Items from a dataset
====

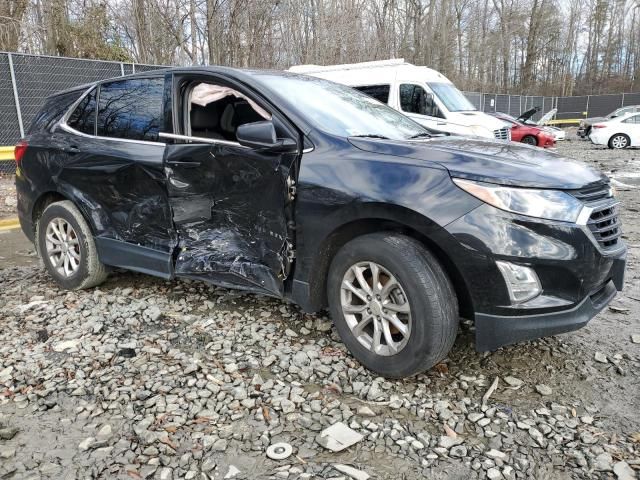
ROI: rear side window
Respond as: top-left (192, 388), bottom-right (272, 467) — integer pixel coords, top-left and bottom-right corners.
top-left (97, 78), bottom-right (164, 142)
top-left (622, 114), bottom-right (640, 124)
top-left (354, 84), bottom-right (390, 104)
top-left (67, 87), bottom-right (97, 135)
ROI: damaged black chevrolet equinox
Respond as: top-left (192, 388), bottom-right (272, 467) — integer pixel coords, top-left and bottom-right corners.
top-left (16, 67), bottom-right (626, 377)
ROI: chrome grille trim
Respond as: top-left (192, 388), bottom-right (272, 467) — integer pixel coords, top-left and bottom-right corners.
top-left (493, 127), bottom-right (511, 141)
top-left (572, 183), bottom-right (623, 254)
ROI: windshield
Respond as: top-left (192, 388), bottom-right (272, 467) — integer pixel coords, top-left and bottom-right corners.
top-left (255, 74), bottom-right (428, 140)
top-left (608, 107), bottom-right (630, 119)
top-left (428, 82), bottom-right (476, 112)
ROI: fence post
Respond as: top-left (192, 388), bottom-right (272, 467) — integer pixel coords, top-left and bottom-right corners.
top-left (585, 95), bottom-right (590, 118)
top-left (120, 62), bottom-right (125, 76)
top-left (7, 53), bottom-right (25, 138)
top-left (132, 63), bottom-right (136, 74)
top-left (621, 93), bottom-right (625, 107)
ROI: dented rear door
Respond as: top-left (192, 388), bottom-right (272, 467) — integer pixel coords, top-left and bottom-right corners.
top-left (163, 140), bottom-right (294, 296)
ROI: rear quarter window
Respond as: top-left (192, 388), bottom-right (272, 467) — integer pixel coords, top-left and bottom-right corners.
top-left (97, 78), bottom-right (164, 142)
top-left (28, 90), bottom-right (83, 134)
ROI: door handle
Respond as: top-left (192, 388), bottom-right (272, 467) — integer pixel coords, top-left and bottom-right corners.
top-left (63, 145), bottom-right (80, 154)
top-left (436, 122), bottom-right (447, 126)
top-left (166, 160), bottom-right (201, 168)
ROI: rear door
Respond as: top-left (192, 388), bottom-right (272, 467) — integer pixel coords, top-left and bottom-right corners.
top-left (161, 73), bottom-right (299, 296)
top-left (57, 77), bottom-right (176, 276)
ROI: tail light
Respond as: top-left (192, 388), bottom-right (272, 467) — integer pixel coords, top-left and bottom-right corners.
top-left (14, 140), bottom-right (27, 164)
top-left (592, 124), bottom-right (607, 129)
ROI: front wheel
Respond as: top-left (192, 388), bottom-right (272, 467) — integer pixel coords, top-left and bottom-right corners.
top-left (327, 233), bottom-right (458, 378)
top-left (521, 135), bottom-right (538, 146)
top-left (609, 134), bottom-right (630, 149)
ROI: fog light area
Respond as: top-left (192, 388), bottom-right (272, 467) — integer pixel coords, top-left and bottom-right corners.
top-left (496, 260), bottom-right (542, 304)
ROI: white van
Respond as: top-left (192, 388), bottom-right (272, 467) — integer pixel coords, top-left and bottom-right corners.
top-left (289, 59), bottom-right (511, 140)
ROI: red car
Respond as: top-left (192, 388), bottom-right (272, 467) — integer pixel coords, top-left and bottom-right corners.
top-left (490, 112), bottom-right (556, 148)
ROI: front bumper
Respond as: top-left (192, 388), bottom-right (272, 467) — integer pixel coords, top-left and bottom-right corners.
top-left (475, 265), bottom-right (624, 351)
top-left (436, 203), bottom-right (626, 351)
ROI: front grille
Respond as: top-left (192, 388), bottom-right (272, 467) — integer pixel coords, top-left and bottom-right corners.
top-left (571, 183), bottom-right (622, 252)
top-left (493, 127), bottom-right (511, 141)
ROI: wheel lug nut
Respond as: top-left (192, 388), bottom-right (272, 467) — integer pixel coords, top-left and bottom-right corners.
top-left (366, 295), bottom-right (371, 301)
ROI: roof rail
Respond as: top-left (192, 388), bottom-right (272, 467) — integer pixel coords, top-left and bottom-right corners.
top-left (289, 58), bottom-right (408, 74)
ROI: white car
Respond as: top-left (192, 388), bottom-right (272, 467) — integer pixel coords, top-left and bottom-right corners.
top-left (289, 59), bottom-right (511, 141)
top-left (589, 112), bottom-right (640, 149)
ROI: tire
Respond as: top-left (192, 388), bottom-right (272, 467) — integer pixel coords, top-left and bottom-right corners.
top-left (608, 134), bottom-right (630, 149)
top-left (521, 135), bottom-right (538, 146)
top-left (36, 200), bottom-right (108, 290)
top-left (327, 233), bottom-right (458, 378)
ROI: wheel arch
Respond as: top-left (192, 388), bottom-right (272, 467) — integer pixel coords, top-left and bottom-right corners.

====

What is needed — Word for word, repeat each record above; leave out every picture.

Written reply —
ROI: rear side window
Respond as: top-left (192, 388), bottom-right (272, 467) — integer pixel coords, top-left and bottom-right corners.
top-left (97, 78), bottom-right (164, 142)
top-left (622, 114), bottom-right (640, 124)
top-left (354, 84), bottom-right (390, 104)
top-left (67, 87), bottom-right (97, 135)
ROI: damaged black chevrolet equinox
Respond as: top-left (192, 388), bottom-right (272, 467) — integer pixel coords, top-left and bottom-right corners.
top-left (16, 67), bottom-right (626, 377)
ROI: chrome grille trim
Respond as: top-left (192, 388), bottom-right (272, 467) — integer pixel coords, top-left and bottom-right corners.
top-left (493, 127), bottom-right (511, 141)
top-left (572, 183), bottom-right (623, 254)
ROI: windshield
Respond as: top-left (192, 388), bottom-right (272, 467) — integer pixel coords, top-left and bottom-right corners.
top-left (255, 74), bottom-right (428, 140)
top-left (608, 107), bottom-right (630, 119)
top-left (428, 82), bottom-right (476, 112)
ROI: fence post
Respond as: top-left (192, 388), bottom-right (272, 467) — integer pixel coords, top-left and bottom-right corners.
top-left (585, 95), bottom-right (590, 118)
top-left (120, 62), bottom-right (125, 76)
top-left (7, 53), bottom-right (25, 138)
top-left (132, 63), bottom-right (136, 74)
top-left (621, 93), bottom-right (625, 107)
ROI: dented rear door
Respond as: top-left (192, 388), bottom-right (272, 467) — integer pixel coords, top-left and bottom-right corners.
top-left (163, 140), bottom-right (294, 296)
ROI: rear quarter window
Respond as: top-left (192, 388), bottom-right (272, 467) — integer pixel coords, top-left and bottom-right corners.
top-left (97, 78), bottom-right (164, 142)
top-left (28, 90), bottom-right (83, 134)
ROI: door handle
Respond as: top-left (192, 388), bottom-right (272, 467) — integer pixel coords, top-left and bottom-right corners.
top-left (63, 145), bottom-right (80, 154)
top-left (436, 122), bottom-right (447, 126)
top-left (166, 160), bottom-right (201, 168)
ROI: rear door
Respond as: top-left (192, 388), bottom-right (272, 467) — integer pixel coords, top-left and bottom-right corners.
top-left (161, 73), bottom-right (299, 296)
top-left (57, 77), bottom-right (176, 276)
ROI: tail light
Respond as: top-left (192, 388), bottom-right (272, 467) — integer pixel coords, top-left and bottom-right corners.
top-left (14, 140), bottom-right (27, 164)
top-left (592, 124), bottom-right (607, 129)
ROI: front wheel
Respond as: top-left (192, 388), bottom-right (272, 467) — integer pixel coords, top-left and bottom-right corners.
top-left (327, 233), bottom-right (458, 378)
top-left (521, 135), bottom-right (538, 146)
top-left (609, 134), bottom-right (630, 149)
ROI: fog light area
Respond as: top-left (192, 388), bottom-right (272, 467) — integer pixel coords, top-left and bottom-right corners.
top-left (496, 260), bottom-right (542, 304)
ROI: white van
Respond as: top-left (192, 388), bottom-right (272, 467) — integer pixel coords, top-left and bottom-right corners.
top-left (289, 59), bottom-right (511, 140)
ROI: red car
Respond as: top-left (192, 388), bottom-right (272, 467) — integer pixel coords, top-left and bottom-right corners.
top-left (490, 112), bottom-right (556, 148)
ROI: front bumper
Respond as: top-left (192, 388), bottom-right (272, 467) — integer pixel coords, top-left and bottom-right corners.
top-left (475, 265), bottom-right (624, 351)
top-left (436, 203), bottom-right (626, 351)
ROI: front grille
Respond as: top-left (192, 388), bottom-right (272, 467) — integer pixel coords, top-left and bottom-right corners.
top-left (571, 183), bottom-right (622, 252)
top-left (493, 127), bottom-right (511, 141)
ROI: wheel lug nut
Respond as: top-left (192, 388), bottom-right (272, 467) — integer pixel coords, top-left and bottom-right corners.
top-left (366, 295), bottom-right (371, 301)
ROI: roof rail
Respond as: top-left (192, 388), bottom-right (272, 467) — integer pixel coords, top-left and bottom-right corners.
top-left (289, 58), bottom-right (408, 74)
ROI: white car
Respond as: top-left (192, 388), bottom-right (272, 467) — integer pixel coords, top-left and bottom-right corners.
top-left (289, 59), bottom-right (511, 141)
top-left (589, 112), bottom-right (640, 149)
ROI: tire
Respond as: top-left (192, 388), bottom-right (272, 467) — integer pixel coords, top-left and bottom-right corners.
top-left (608, 134), bottom-right (630, 149)
top-left (521, 135), bottom-right (538, 146)
top-left (36, 200), bottom-right (108, 290)
top-left (327, 233), bottom-right (458, 378)
ROI: wheel arch
Respond as: top-left (192, 388), bottom-right (272, 467) — integer pixel coords, top-left and bottom-right corners.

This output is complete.